What you should do: Return the lines below exactly, starting with the line that contains "Where can you find the small" and stopping after the last line.

(Data excerpts)
○ ○ ○

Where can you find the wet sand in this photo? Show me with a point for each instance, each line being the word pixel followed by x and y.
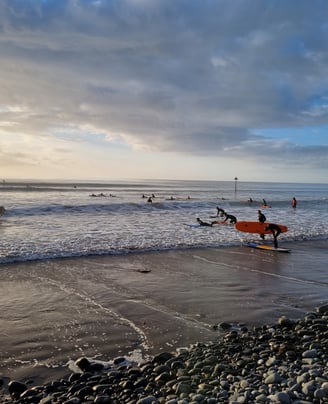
pixel 142 304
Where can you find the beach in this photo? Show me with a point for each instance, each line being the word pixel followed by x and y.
pixel 137 305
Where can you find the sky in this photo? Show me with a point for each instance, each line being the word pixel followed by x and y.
pixel 164 89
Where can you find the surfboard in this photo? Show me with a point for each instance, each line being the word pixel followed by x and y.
pixel 257 227
pixel 266 247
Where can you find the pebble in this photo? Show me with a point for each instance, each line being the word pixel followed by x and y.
pixel 284 363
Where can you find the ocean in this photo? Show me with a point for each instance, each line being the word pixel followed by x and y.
pixel 46 220
pixel 93 269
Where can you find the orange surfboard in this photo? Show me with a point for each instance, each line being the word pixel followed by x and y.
pixel 257 227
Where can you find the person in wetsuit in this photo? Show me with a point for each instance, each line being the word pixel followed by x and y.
pixel 275 230
pixel 262 219
pixel 201 223
pixel 232 218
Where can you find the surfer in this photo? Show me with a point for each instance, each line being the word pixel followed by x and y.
pixel 262 219
pixel 201 223
pixel 275 230
pixel 232 218
pixel 220 212
pixel 294 202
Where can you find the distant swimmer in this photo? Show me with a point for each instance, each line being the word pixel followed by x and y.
pixel 221 212
pixel 261 217
pixel 275 230
pixel 294 202
pixel 264 204
pixel 231 218
pixel 201 223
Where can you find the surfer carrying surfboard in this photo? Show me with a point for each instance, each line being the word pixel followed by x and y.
pixel 262 219
pixel 232 218
pixel 201 223
pixel 275 230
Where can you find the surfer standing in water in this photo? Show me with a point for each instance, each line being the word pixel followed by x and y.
pixel 262 219
pixel 201 223
pixel 275 230
pixel 294 202
pixel 232 218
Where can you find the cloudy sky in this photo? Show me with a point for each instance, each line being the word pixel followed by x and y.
pixel 172 89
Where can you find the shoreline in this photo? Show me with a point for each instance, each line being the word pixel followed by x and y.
pixel 106 306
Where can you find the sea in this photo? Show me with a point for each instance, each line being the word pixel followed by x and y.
pixel 48 220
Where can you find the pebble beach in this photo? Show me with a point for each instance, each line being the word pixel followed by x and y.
pixel 285 362
pixel 228 325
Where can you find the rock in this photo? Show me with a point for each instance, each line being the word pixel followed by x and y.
pixel 16 388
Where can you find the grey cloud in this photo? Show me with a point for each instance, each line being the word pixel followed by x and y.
pixel 194 76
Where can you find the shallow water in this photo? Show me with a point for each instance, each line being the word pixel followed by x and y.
pixel 140 304
pixel 50 220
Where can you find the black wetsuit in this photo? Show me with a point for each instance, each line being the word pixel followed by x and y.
pixel 275 229
pixel 262 218
pixel 201 223
pixel 232 218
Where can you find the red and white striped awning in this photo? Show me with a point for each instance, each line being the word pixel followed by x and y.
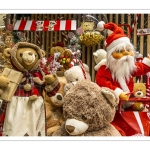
pixel 34 25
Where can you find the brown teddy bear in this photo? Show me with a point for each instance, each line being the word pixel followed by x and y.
pixel 53 105
pixel 4 82
pixel 75 74
pixel 64 57
pixel 25 113
pixel 88 110
pixel 58 47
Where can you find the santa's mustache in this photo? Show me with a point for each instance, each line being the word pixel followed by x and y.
pixel 126 58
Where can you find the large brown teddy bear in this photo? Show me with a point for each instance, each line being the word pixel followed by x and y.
pixel 25 113
pixel 88 110
pixel 53 105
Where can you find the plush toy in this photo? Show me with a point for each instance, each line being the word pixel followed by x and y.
pixel 88 110
pixel 4 82
pixel 64 57
pixel 75 74
pixel 139 92
pixel 53 105
pixel 25 113
pixel 99 58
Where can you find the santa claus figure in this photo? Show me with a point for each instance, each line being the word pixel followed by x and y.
pixel 121 67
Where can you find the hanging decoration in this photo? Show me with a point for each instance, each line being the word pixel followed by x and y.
pixel 73 43
pixel 52 25
pixel 90 36
pixel 51 64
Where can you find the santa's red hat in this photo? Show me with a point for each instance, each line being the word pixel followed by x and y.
pixel 116 35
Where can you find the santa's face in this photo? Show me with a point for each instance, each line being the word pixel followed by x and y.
pixel 121 64
pixel 119 54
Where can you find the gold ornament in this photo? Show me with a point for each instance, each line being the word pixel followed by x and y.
pixel 27 87
pixel 90 38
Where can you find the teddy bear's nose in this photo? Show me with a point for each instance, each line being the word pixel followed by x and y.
pixel 59 97
pixel 30 53
pixel 70 128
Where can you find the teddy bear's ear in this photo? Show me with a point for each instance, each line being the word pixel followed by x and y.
pixel 43 53
pixel 86 67
pixel 6 52
pixel 110 96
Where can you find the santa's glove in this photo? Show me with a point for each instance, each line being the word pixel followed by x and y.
pixel 124 96
pixel 33 98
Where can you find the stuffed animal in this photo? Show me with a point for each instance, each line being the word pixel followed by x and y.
pixel 53 105
pixel 99 58
pixel 58 47
pixel 75 74
pixel 25 113
pixel 88 110
pixel 139 92
pixel 64 57
pixel 4 82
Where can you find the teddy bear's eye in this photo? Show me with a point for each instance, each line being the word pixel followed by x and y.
pixel 83 117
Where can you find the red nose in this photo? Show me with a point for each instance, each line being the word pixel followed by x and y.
pixel 30 53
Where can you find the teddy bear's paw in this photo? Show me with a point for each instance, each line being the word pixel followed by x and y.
pixel 51 130
pixel 4 81
pixel 1 91
pixel 110 97
pixel 33 98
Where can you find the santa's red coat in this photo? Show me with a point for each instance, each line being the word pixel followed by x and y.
pixel 104 77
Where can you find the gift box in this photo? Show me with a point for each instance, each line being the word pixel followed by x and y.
pixel 133 122
pixel 15 77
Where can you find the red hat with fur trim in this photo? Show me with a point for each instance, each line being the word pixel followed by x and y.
pixel 116 35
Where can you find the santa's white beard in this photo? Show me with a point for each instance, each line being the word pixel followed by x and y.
pixel 121 69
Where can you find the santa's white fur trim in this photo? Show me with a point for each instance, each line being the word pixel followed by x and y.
pixel 118 91
pixel 117 42
pixel 146 61
pixel 100 25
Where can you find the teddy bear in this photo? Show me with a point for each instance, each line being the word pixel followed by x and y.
pixel 65 55
pixel 53 105
pixel 99 58
pixel 25 112
pixel 4 82
pixel 76 73
pixel 89 111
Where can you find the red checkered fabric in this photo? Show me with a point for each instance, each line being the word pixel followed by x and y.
pixel 2 115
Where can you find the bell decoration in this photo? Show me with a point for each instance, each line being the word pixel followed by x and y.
pixel 27 87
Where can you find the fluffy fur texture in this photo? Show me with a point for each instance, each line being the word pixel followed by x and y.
pixel 86 103
pixel 75 74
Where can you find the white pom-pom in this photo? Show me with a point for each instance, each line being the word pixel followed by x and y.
pixel 100 25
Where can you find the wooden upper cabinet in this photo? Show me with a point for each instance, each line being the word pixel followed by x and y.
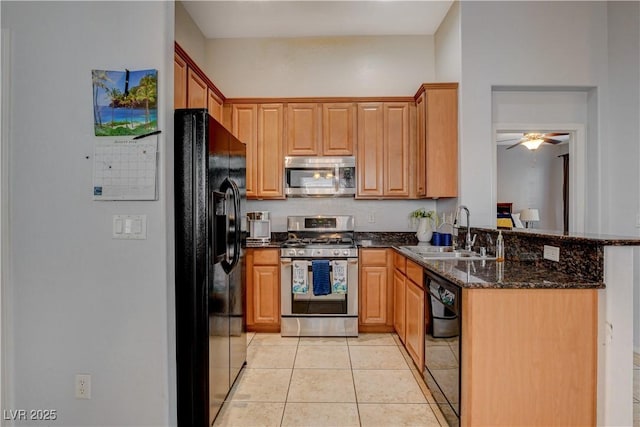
pixel 244 126
pixel 270 159
pixel 396 149
pixel 440 136
pixel 303 129
pixel 196 90
pixel 369 160
pixel 338 129
pixel 214 105
pixel 179 82
pixel 383 150
pixel 420 157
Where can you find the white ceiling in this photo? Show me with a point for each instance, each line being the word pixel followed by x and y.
pixel 308 18
pixel 510 138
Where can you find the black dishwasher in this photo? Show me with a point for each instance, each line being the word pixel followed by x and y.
pixel 443 345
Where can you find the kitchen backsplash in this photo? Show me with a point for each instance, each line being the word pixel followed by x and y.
pixel 387 215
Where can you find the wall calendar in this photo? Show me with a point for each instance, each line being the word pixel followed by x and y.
pixel 125 170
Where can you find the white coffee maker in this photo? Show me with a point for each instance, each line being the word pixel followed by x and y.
pixel 259 227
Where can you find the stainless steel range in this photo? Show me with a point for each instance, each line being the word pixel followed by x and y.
pixel 319 277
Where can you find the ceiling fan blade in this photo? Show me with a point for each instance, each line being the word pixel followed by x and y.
pixel 514 145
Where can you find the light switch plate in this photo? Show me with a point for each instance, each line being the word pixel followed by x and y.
pixel 130 227
pixel 552 253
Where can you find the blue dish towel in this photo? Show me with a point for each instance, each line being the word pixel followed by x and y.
pixel 321 279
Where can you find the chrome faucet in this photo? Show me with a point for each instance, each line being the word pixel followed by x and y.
pixel 456 223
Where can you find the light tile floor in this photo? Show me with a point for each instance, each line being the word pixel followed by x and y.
pixel 636 390
pixel 364 381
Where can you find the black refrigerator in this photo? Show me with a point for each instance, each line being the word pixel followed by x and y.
pixel 210 193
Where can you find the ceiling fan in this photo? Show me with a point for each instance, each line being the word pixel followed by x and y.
pixel 533 140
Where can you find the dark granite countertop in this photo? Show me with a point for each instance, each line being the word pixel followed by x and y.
pixel 490 274
pixel 600 239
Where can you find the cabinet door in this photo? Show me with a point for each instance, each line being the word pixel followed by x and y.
pixel 244 125
pixel 399 292
pixel 421 158
pixel 266 294
pixel 396 149
pixel 214 105
pixel 373 296
pixel 442 141
pixel 414 323
pixel 303 129
pixel 338 129
pixel 370 150
pixel 197 90
pixel 179 82
pixel 270 158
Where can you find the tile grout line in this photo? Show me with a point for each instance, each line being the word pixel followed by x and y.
pixel 286 397
pixel 353 379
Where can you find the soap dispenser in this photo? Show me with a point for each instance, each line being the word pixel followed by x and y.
pixel 499 247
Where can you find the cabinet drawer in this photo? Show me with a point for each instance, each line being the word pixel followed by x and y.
pixel 415 274
pixel 266 256
pixel 399 262
pixel 373 256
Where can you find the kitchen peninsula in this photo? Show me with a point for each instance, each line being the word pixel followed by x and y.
pixel 537 345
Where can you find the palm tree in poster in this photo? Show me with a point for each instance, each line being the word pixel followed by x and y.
pixel 99 79
pixel 116 96
pixel 146 93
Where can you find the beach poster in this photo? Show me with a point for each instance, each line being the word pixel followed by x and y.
pixel 125 102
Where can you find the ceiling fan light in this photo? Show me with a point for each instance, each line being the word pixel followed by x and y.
pixel 532 144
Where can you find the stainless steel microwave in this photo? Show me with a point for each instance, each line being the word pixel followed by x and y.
pixel 319 176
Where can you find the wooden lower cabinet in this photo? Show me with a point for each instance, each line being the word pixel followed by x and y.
pixel 399 295
pixel 409 307
pixel 414 323
pixel 263 289
pixel 529 357
pixel 375 311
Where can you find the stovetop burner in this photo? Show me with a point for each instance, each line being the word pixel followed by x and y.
pixel 320 242
pixel 320 236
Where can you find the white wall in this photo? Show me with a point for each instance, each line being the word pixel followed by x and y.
pixel 448 59
pixel 188 35
pixel 320 66
pixel 498 49
pixel 532 179
pixel 621 182
pixel 81 301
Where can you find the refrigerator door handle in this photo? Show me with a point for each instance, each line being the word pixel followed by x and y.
pixel 237 226
pixel 227 185
pixel 227 262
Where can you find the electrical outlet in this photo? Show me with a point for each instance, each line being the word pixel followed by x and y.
pixel 83 386
pixel 551 253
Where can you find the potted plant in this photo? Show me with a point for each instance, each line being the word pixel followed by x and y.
pixel 426 222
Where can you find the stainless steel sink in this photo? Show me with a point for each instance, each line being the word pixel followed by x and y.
pixel 445 252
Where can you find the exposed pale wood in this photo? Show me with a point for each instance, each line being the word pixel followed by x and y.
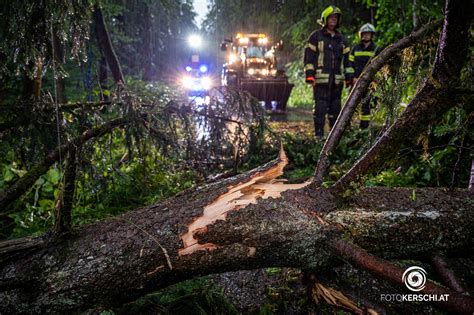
pixel 261 185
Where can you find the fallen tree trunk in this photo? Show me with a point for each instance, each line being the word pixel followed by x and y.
pixel 23 184
pixel 245 222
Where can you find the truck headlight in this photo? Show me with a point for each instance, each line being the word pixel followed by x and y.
pixel 187 82
pixel 206 83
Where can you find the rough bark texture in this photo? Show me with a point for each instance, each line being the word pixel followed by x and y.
pixel 456 304
pixel 118 260
pixel 432 100
pixel 106 45
pixel 62 223
pixel 448 276
pixel 58 50
pixel 358 93
pixel 22 185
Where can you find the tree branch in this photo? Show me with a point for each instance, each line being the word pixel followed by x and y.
pixel 358 93
pixel 18 188
pixel 106 45
pixel 456 302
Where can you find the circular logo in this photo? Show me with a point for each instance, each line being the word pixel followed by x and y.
pixel 414 278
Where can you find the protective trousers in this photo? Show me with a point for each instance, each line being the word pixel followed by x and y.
pixel 327 99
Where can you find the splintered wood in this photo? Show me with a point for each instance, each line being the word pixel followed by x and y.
pixel 262 185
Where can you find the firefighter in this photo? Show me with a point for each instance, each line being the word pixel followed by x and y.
pixel 359 57
pixel 326 65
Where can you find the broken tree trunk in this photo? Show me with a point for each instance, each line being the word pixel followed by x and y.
pixel 248 221
pixel 358 92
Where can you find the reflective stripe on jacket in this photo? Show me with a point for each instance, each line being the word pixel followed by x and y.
pixel 326 57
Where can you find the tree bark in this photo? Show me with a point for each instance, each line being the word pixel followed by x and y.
pixel 59 60
pixel 431 101
pixel 245 222
pixel 456 303
pixel 106 45
pixel 62 222
pixel 358 92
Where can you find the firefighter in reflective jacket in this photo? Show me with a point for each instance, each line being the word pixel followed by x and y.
pixel 359 57
pixel 326 65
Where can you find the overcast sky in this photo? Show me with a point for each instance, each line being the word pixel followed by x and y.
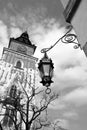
pixel 44 21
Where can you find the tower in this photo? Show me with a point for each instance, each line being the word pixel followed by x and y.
pixel 17 60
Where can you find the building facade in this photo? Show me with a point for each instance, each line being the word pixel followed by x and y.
pixel 17 62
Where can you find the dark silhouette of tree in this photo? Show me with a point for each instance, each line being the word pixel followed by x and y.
pixel 24 105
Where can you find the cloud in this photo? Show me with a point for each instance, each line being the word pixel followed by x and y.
pixel 60 123
pixel 70 115
pixel 77 97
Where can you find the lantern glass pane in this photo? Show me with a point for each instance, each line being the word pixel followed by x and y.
pixel 51 72
pixel 46 68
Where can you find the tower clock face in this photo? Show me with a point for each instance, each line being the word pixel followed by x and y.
pixel 22 49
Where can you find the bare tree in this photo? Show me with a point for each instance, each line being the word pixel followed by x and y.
pixel 24 105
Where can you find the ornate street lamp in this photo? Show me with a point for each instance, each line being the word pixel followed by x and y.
pixel 46 67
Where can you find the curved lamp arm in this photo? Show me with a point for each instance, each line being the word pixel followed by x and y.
pixel 66 38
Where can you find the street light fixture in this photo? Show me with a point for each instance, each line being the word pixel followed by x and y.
pixel 46 67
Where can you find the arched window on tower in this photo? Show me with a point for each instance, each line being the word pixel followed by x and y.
pixel 18 64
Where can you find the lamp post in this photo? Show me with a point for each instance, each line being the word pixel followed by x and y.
pixel 46 66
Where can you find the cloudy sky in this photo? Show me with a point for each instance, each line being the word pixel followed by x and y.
pixel 44 21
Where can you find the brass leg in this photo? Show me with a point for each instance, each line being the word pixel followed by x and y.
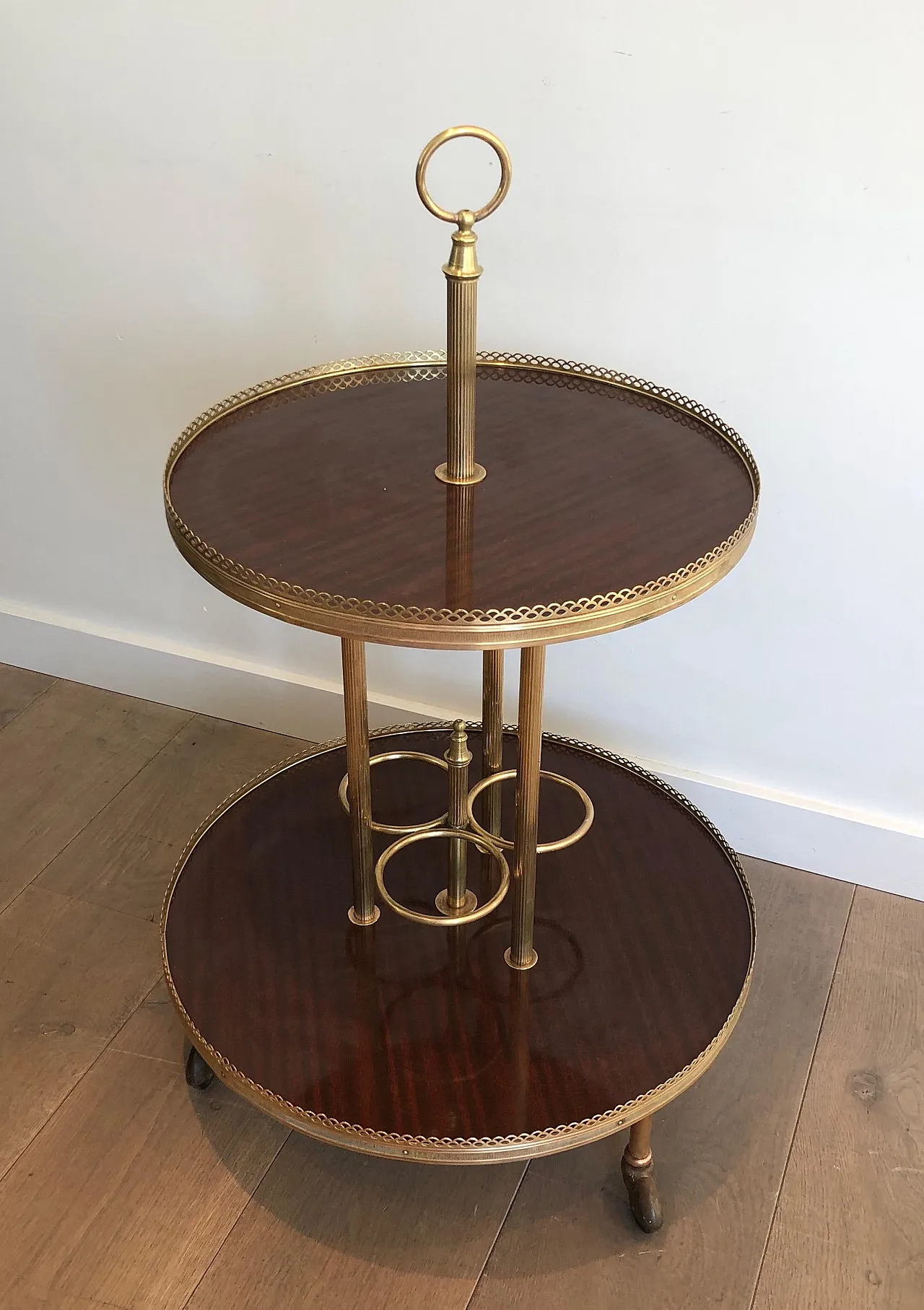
pixel 639 1178
pixel 456 898
pixel 492 736
pixel 355 709
pixel 530 731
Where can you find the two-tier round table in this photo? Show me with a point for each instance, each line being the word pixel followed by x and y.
pixel 607 501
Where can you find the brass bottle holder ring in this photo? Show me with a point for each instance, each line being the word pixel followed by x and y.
pixel 546 847
pixel 392 828
pixel 484 844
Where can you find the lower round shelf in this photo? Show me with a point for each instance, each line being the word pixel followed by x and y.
pixel 421 1043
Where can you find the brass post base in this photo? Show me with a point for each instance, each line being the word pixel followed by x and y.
pixel 466 908
pixel 642 1189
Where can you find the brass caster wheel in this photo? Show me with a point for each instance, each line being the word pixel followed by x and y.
pixel 199 1073
pixel 644 1200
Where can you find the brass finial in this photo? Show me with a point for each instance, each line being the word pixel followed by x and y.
pixel 462 282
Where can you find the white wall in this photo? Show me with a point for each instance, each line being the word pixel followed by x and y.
pixel 204 194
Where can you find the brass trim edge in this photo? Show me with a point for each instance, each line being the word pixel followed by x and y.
pixel 459 629
pixel 448 1150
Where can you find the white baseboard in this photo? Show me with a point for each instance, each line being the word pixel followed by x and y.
pixel 874 850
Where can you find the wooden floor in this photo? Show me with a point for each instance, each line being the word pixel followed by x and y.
pixel 792 1174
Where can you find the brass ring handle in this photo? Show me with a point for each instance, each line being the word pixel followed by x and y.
pixel 481 134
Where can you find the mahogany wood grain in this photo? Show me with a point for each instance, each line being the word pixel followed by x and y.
pixel 720 1150
pixel 642 935
pixel 588 492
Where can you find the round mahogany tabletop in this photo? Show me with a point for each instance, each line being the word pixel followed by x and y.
pixel 607 501
pixel 421 1042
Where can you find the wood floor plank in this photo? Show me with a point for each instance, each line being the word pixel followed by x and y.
pixel 128 1191
pixel 123 858
pixel 19 688
pixel 336 1231
pixel 850 1226
pixel 720 1149
pixel 61 760
pixel 154 1030
pixel 70 975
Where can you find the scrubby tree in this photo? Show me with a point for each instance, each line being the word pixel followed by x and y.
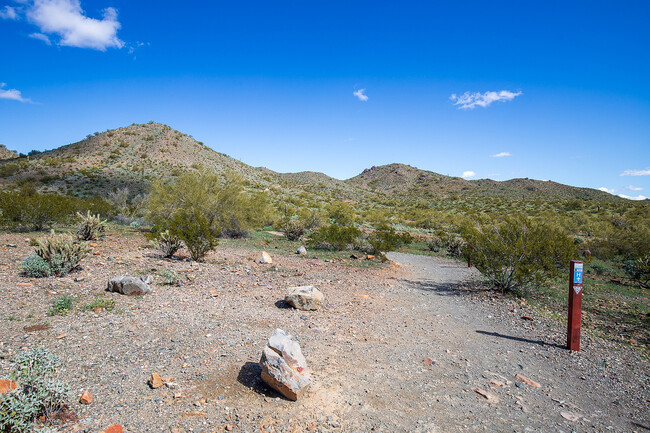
pixel 197 207
pixel 517 252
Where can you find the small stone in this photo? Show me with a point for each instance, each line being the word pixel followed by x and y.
pixel 527 381
pixel 304 297
pixel 7 385
pixel 129 286
pixel 155 381
pixel 86 398
pixel 491 398
pixel 573 417
pixel 265 258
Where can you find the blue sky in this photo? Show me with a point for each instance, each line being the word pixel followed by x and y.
pixel 501 89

○ ○ ○

Task response:
Where can you find the small stone in this photo? Show me with a point for each instance, each line being the word pixel followed by x and y.
pixel 527 381
pixel 304 297
pixel 7 385
pixel 129 286
pixel 155 381
pixel 86 398
pixel 491 398
pixel 573 417
pixel 265 258
Where can you find the blue sky in this photo? Show me with a point for each instance, each line being the word pixel followed by x and y.
pixel 501 89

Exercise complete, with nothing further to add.